Passage given.
*-*-*
WTH, it killed my whole reply!! I've got to rewrite it now. Ivan, I looked up the Seong Sil Kim case in Wikipedia, and, yes, she did win $9 million, but she did not "jump in front of the train". The evidence was that the NYC transit authority knew she was lying on the tracks 10 minutes before the train hit her. If you jump in front of a train there's no real chance to avoid you, but if you know someone is lying on the tracks 10 minutes in advance maybe there's a duty to stop. I think there's a material difference.

Nevertheless I am willing to settle my bet by paying you 40 cents. Please send me a stamped self-addressed envelope to collect your winnings.
There, nobody can say I'm not being fair :-)
*-*-*
Task directions.
Please reproduce word for word the part of the forum post about the Seong Sil Kim case starting at "WTH, it killed" and ending at "collect your winnings.". Work from the forum post about the Seong Sil Kim case alone, not from the records.
*-*-*
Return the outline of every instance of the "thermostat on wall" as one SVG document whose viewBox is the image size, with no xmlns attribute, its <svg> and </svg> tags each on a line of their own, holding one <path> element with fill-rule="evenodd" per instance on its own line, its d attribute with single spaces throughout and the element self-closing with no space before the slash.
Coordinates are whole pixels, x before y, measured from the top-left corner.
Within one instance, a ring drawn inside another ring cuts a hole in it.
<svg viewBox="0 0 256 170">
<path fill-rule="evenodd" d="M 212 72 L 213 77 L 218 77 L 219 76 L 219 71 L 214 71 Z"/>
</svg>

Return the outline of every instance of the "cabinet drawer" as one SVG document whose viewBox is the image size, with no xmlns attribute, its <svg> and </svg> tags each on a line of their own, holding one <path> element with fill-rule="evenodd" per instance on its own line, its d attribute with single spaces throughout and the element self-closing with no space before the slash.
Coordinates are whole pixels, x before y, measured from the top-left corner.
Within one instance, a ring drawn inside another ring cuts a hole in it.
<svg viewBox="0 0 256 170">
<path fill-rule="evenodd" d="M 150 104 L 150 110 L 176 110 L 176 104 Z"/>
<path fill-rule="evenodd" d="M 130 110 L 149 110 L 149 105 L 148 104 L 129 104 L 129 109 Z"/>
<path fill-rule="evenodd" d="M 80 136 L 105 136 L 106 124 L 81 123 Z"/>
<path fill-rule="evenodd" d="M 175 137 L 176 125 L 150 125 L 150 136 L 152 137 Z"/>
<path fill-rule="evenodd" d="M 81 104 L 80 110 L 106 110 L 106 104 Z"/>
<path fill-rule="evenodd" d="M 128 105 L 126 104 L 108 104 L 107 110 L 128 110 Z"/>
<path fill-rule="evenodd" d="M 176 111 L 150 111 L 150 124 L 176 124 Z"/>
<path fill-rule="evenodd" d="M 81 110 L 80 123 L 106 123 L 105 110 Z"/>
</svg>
*-*-*
Answer in full.
WTH, it killed my whole reply!! I've got to rewrite it now. Ivan, I looked up the Seong Sil Kim case in Wikipedia, and, yes, she did win $9 million, but she did not "jump in front of the train". The evidence was that the NYC transit authority knew she was lying on the tracks 10 minutes before the train hit her. If you jump in front of a train there's no real chance to avoid you, but if you know someone is lying on the tracks 10 minutes in advance maybe there's a duty to stop. I think there's a material difference.

Nevertheless I am willing to settle my bet by paying you 40 cents. Please send me a stamped self-addressed envelope to collect your winnings.